CONSIGNE A
Restituez sans aucune modification les lignes de la liste, en partant de celle qui contient « (format x=469, y=223) » et en vous arrêtant après celle qui contient « x=539, y=231 ».

TEXTE
__________

Dans votre groupe, l’Espagne et l’Allemagne sont les grands favoris. Quel message transmettez-vous à vos joueurs ? Ils sont les logiques favoris, mais une bonne préparation peut aider à jouer les trouble-fêtes. Lors de notre dernier rassemblement, avant d’affronter la Corée du Sud, j’ai ainsi organisé un atelier sur nos adversaires du Mondial. J’ai aussi donné à chaque joueur une clé USB pour qu’ils puissent regarder à nouveau nos décryptages du jeu du Japon, de l’Allemagne et de l’Espagne. Et j’espère qu’ils le font… Mais l’avantage que j’ai avec cette sélection, c’est que beaucoup de joueurs ont déjà vécu cette situation et ont déjoué les pronostics (en 2014, le Costa Rica avait atteint les quarts de finale, NDLR). Du groupe de 2014, sept ou huit joueurs sont encore là. D’ailleurs, ce groupe a déjà montré sa force mentale pendant les éliminatoires, où on était bien mal embarqués à mi-parcours (six points pris en sept matchs, NDLR). Pour les barrages, par exemple, j’ai senti un groupe qui ne s’est pas fait happer par l’optimisme ambiant. Au Costa Rica, on avait l’impression qu’il suffisait qu’on se présente sur le terrain pour gagner contre la Nouvelle-Zélande. Mais on savait qu’on devait réaliser un très bon match. Et d’ailleurs, ça n’a pas été facile (1-0).

Quelles grandes leçons avez-vous tirées de vos Coupes du monde précédentes ? Qu’il faut sans cesse se renouveler. Je me rappelle que lors de ma deuxième Coupe du monde (2014), j’avais l’impression de répéter une histoire. Avec l’Équateur, on avait battu le Brésil en éliminatoires, une première, et avec le Honduras, on l’avait emporté pour la première fois à l’Azteca, face au Mexique (1-2). Mais il faut savoir oublier pourquoi tu as gagné, car dans le football, tout est éphémère. Avec le Honduras, le dénouement de notre histoire n’a ainsi pas été aussi brillant qu’avec l’Équateur (huitièmes de finale en 2006, élimination au premier tour en 2014, NDLR). J’ai alors aussi réalisé qu’il ne fallait mettre aucun détail de côté. Une expression d’un joueur au petit déjeuner, la manière de se saluer, tout doit être analysé.

__________

DONNÉES À TRAITER
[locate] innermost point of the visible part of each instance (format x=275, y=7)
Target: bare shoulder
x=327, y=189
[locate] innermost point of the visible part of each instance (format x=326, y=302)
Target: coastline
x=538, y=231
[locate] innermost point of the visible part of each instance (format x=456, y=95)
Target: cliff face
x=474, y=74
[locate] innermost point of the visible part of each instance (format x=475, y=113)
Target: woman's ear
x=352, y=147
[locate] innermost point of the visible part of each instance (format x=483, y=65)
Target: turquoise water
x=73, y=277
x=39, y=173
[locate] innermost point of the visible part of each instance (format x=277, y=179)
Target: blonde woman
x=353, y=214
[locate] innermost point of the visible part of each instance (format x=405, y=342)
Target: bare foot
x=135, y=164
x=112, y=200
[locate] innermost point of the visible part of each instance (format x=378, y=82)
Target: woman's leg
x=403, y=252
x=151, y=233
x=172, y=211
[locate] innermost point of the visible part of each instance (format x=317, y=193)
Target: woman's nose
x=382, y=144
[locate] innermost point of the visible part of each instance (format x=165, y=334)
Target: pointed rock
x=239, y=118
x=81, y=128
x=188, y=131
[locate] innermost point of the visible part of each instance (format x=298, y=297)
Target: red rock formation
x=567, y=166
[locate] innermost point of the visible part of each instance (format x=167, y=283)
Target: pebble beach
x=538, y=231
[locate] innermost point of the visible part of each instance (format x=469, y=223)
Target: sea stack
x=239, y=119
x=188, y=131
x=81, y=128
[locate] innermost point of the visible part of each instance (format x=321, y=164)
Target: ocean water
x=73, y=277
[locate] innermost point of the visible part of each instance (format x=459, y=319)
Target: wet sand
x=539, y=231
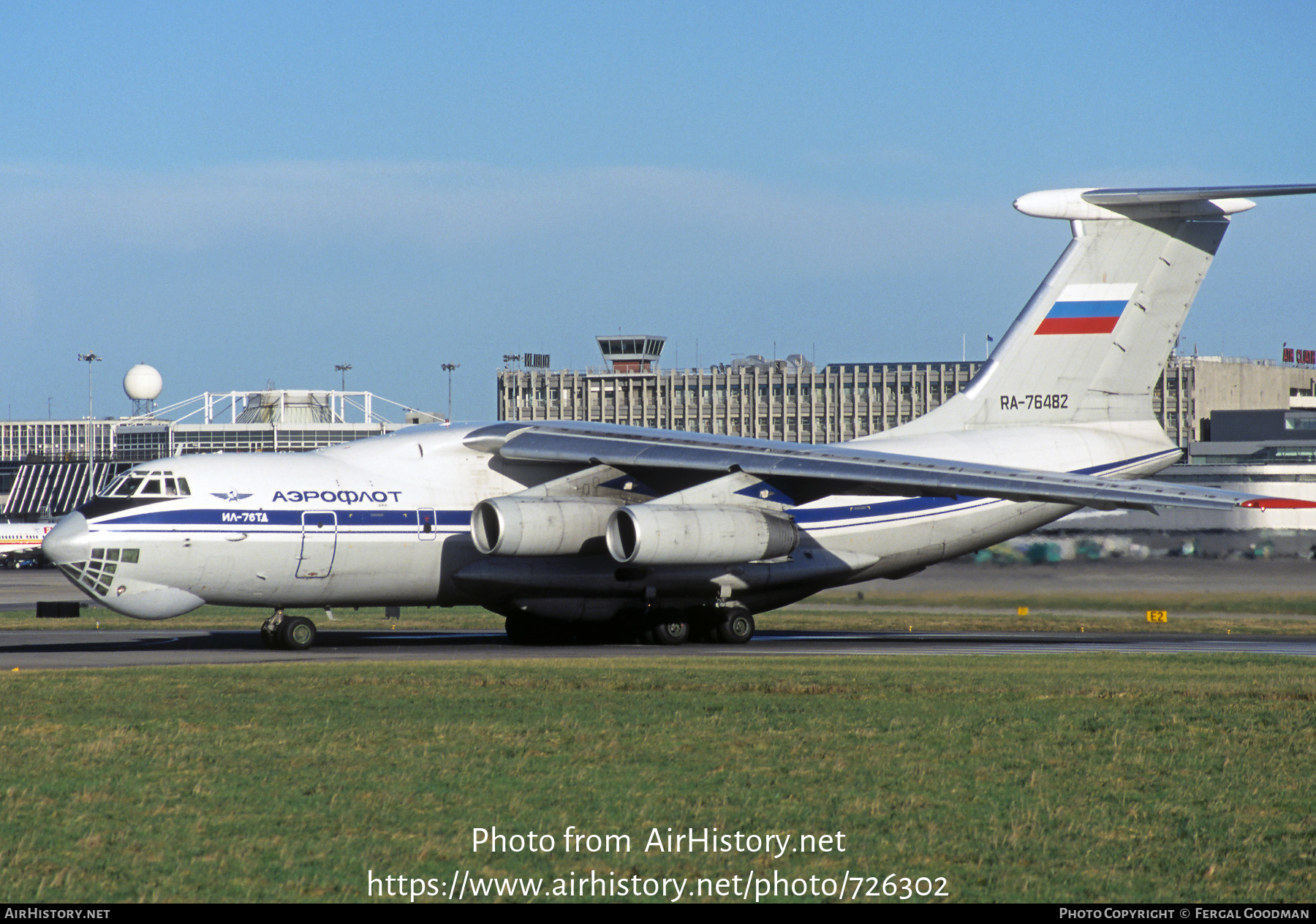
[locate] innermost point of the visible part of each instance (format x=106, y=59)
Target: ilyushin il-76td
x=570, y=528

__________

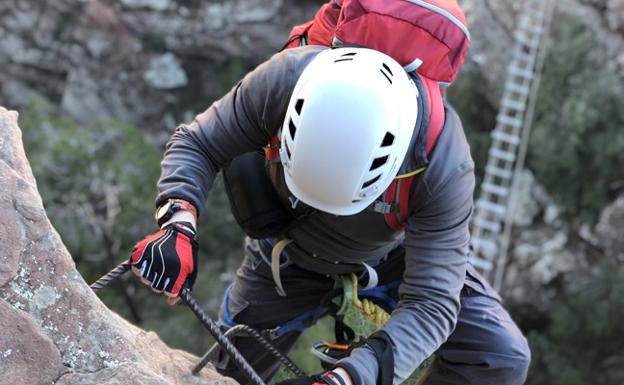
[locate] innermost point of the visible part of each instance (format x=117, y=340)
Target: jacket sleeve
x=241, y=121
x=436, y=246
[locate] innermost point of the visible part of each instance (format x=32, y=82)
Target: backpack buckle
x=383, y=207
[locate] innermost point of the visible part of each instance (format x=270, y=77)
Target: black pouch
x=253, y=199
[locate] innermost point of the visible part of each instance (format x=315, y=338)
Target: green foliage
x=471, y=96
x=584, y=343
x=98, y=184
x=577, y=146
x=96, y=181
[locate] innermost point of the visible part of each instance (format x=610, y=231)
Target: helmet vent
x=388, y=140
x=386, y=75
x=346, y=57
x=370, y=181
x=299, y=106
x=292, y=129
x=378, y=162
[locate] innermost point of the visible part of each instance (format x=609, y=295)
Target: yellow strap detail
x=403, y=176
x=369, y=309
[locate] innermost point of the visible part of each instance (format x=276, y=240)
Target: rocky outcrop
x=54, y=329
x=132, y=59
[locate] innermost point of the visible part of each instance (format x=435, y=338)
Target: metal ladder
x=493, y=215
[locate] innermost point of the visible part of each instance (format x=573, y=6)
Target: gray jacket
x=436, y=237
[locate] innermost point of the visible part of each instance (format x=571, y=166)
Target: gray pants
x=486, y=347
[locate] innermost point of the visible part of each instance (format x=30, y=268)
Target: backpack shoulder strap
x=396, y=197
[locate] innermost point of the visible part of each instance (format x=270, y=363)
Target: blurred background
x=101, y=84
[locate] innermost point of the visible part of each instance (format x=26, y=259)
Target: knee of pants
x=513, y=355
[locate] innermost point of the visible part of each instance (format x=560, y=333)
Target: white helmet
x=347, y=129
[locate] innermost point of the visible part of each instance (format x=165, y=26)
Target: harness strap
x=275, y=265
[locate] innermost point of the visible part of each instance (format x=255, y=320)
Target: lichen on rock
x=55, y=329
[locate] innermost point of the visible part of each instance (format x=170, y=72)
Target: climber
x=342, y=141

__________

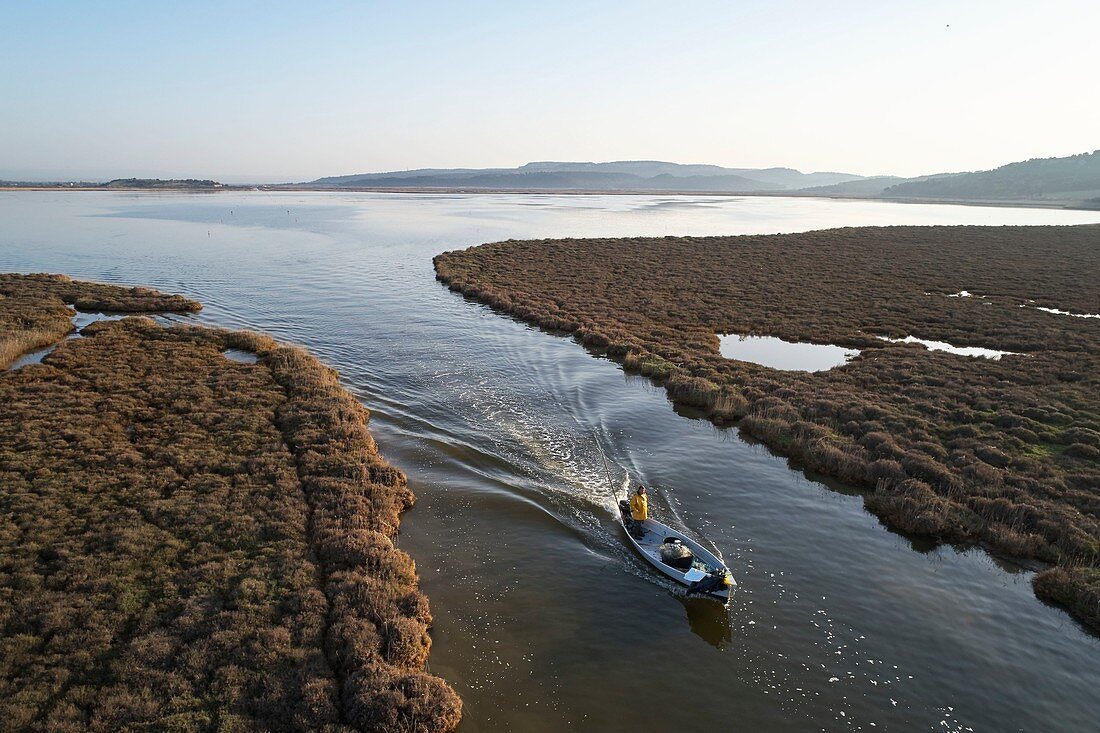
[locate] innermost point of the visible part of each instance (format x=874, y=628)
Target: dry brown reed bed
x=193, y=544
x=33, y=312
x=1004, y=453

__________

CONSIGNE B
Prolongez l'entretien sur la préparation du Costa Rica pour la Coupe du monde à la suite de sa dernière phrase.

RÉPONSE ATTENDUE A
[locate] innermost point of the visible part of each instance (format x=469, y=223)
Target: sea stack
x=239, y=119
x=188, y=131
x=81, y=128
[locate] innermost point of the visible part of each instance (format x=321, y=164)
Target: ocean water
x=73, y=277
[locate] innermost point of the visible part of each instance (format x=459, y=319)
Target: wet sand
x=539, y=231

RÉPONSE ATTENDUE B
Votre capitaine et gardien, Keylor Navas, ne joue pas au PSG. Que vous inspire sa situation ? Je ne vais pas cacher que j’aimerais qu’il joue. Mais je le connais, je sais que c’est un guerrier, qu’il ne va jamais abdiquer. Ce n’est d’ailleurs pas la première fois qu’il se retrouve dans cette situation. Ça lui est déjà arrivé, notamment au Real Madrid. Mais avec tout ce qu’il a montré, il ne devrait pas vivre cela.

Keylor arrive à toujours rester concentré sur son quotidien. Mentalement, il est fort et est toujours aussi enthousiaste.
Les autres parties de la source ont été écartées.